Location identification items
--------

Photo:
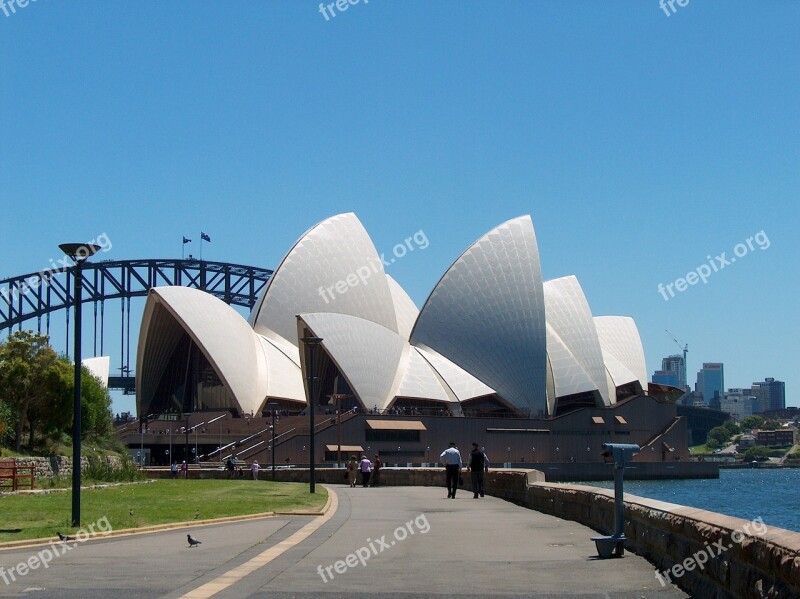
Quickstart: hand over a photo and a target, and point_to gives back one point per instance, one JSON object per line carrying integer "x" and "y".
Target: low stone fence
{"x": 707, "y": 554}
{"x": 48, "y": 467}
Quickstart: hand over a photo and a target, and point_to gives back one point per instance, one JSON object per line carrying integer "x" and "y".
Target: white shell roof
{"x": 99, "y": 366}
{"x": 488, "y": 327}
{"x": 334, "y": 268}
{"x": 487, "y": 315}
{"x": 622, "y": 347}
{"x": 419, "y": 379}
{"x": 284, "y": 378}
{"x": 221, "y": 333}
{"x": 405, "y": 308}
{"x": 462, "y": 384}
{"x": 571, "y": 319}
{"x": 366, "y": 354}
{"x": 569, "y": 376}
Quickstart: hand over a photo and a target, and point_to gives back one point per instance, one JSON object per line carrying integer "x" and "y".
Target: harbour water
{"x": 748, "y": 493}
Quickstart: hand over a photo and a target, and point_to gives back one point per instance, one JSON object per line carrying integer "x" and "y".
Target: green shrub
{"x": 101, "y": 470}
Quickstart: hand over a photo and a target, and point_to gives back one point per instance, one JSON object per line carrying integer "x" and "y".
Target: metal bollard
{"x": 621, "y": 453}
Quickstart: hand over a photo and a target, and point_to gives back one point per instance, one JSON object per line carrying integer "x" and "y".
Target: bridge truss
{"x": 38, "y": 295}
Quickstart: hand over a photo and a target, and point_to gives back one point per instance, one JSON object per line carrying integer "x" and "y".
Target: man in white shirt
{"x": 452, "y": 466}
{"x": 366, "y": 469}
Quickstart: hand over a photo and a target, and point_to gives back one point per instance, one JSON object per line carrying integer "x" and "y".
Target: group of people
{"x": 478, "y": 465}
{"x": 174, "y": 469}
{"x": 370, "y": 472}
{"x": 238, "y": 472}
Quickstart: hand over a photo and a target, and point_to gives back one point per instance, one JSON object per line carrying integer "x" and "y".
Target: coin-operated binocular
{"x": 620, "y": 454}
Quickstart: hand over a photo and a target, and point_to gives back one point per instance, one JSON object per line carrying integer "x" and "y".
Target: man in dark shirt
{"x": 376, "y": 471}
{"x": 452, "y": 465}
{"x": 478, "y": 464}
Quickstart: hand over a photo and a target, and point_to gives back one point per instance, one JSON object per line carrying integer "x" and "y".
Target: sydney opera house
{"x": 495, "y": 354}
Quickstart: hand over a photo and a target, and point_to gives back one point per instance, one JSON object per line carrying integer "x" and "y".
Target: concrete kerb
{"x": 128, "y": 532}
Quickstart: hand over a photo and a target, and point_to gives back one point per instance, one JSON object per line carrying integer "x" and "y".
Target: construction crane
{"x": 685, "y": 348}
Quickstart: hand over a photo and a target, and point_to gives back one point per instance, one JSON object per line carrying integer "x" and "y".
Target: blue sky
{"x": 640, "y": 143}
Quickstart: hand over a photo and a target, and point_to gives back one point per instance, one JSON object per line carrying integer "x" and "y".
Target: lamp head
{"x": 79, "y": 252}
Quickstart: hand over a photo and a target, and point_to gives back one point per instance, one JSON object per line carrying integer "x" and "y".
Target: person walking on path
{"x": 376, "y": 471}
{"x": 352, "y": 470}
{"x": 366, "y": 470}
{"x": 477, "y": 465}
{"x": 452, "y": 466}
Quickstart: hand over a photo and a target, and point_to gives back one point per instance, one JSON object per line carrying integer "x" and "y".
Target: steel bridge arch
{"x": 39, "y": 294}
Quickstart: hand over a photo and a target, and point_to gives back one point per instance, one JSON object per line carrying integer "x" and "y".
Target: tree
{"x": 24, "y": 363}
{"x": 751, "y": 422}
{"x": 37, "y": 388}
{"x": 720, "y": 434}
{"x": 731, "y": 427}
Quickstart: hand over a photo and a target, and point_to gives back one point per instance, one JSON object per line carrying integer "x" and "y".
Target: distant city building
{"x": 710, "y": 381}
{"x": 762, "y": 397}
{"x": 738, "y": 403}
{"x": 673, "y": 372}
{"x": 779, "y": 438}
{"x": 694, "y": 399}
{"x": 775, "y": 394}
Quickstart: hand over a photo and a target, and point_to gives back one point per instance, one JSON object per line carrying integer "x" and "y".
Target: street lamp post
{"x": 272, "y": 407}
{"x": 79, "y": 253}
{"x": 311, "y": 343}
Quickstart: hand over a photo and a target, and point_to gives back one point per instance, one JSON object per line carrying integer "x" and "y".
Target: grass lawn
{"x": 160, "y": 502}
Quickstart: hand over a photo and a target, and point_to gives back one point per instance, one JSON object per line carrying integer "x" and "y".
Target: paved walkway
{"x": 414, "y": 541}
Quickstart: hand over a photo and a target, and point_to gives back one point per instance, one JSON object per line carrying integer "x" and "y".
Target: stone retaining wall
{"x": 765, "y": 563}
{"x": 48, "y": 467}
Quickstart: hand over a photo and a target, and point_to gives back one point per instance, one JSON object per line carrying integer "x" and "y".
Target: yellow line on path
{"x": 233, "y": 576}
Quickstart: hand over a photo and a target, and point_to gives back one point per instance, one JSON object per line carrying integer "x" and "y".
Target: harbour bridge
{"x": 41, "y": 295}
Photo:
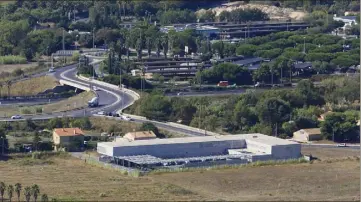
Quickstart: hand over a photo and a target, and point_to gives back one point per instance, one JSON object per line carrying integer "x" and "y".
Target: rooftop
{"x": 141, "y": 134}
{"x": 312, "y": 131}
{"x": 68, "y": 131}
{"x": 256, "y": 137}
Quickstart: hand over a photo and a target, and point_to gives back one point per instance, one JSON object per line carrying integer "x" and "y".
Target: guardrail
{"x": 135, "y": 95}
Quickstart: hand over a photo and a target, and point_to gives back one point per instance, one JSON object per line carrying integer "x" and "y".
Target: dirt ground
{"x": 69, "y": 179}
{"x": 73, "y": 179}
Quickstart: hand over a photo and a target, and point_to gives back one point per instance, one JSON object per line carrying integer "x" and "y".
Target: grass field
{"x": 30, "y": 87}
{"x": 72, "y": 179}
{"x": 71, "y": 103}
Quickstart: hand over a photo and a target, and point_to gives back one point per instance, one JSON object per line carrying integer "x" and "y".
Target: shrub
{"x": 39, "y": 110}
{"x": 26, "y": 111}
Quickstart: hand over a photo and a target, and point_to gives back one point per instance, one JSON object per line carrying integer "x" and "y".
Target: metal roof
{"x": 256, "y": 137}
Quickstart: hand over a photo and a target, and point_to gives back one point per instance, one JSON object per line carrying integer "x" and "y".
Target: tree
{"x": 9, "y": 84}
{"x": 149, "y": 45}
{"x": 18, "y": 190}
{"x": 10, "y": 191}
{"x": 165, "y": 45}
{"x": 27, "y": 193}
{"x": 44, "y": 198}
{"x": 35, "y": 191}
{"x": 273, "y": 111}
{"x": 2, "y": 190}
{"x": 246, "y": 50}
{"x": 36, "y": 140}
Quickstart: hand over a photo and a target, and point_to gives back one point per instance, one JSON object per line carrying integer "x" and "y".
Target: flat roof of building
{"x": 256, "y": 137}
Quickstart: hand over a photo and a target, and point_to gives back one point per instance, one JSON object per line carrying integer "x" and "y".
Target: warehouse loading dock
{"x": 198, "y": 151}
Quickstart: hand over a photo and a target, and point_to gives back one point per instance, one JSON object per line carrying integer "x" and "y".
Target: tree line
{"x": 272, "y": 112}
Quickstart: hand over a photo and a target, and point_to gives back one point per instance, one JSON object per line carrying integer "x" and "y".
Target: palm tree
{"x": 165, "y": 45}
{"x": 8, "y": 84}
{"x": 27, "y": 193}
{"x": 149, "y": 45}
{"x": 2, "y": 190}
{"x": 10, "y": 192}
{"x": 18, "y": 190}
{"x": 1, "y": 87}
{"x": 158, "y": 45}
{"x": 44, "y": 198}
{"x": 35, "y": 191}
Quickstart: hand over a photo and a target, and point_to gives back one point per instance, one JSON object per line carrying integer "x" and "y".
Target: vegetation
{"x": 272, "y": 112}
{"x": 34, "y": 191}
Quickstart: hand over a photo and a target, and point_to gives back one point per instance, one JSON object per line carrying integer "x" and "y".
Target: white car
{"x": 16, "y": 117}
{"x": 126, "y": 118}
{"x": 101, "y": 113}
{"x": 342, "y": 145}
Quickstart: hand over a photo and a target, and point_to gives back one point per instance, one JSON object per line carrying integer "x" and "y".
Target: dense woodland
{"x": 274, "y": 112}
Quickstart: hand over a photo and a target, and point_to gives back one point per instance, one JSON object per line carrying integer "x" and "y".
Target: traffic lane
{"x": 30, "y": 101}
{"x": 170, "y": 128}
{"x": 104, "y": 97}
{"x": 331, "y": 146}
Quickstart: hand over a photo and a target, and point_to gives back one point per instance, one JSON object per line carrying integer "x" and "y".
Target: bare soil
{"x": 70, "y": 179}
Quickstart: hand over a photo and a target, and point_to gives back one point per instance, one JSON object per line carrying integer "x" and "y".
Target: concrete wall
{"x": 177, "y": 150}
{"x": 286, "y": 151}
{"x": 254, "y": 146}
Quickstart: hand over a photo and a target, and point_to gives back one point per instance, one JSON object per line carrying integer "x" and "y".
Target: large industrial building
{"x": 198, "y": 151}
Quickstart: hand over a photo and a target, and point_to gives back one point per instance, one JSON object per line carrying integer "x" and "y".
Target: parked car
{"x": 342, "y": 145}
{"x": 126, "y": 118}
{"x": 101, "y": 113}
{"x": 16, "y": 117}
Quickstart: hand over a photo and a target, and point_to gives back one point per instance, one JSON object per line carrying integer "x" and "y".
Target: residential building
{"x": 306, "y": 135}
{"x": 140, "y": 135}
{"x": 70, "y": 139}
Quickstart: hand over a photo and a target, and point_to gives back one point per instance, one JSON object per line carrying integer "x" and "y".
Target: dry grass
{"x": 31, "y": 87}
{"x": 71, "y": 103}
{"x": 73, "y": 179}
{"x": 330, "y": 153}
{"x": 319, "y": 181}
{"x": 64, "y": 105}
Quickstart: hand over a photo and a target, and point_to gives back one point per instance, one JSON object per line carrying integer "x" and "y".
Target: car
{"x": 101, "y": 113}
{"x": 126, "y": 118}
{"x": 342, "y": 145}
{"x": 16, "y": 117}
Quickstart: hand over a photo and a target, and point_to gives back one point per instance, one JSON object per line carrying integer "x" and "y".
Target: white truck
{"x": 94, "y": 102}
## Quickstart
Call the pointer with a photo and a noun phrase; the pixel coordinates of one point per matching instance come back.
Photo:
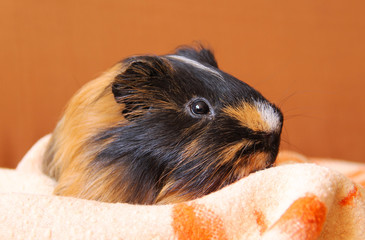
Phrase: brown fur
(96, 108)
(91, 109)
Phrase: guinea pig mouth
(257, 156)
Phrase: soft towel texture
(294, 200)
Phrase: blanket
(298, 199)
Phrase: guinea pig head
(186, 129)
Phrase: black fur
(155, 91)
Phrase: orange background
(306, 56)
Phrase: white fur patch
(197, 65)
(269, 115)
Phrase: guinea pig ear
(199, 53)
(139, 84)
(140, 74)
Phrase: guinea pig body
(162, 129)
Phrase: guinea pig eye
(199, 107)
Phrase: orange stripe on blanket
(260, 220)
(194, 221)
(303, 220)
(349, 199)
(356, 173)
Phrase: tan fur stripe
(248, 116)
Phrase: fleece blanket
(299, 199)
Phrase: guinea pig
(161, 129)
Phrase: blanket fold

--------

Task brief
Rewrite the stretch from the row containing "Phrase: guinea pig body" through the end of the rows, putting "quilt" wherever "blanket" appears and leaving everything else unchanged.

Exercise result
Phrase: guinea pig body
(162, 129)
Phrase: guinea pig eye
(199, 107)
Phrase: orange stripe on quilt
(260, 220)
(194, 221)
(303, 220)
(349, 199)
(356, 173)
Phrase: tan fur stripe
(248, 116)
Phrase: fleece quilt
(299, 199)
Phrase: guinea pig
(161, 129)
Phrase: quilt fold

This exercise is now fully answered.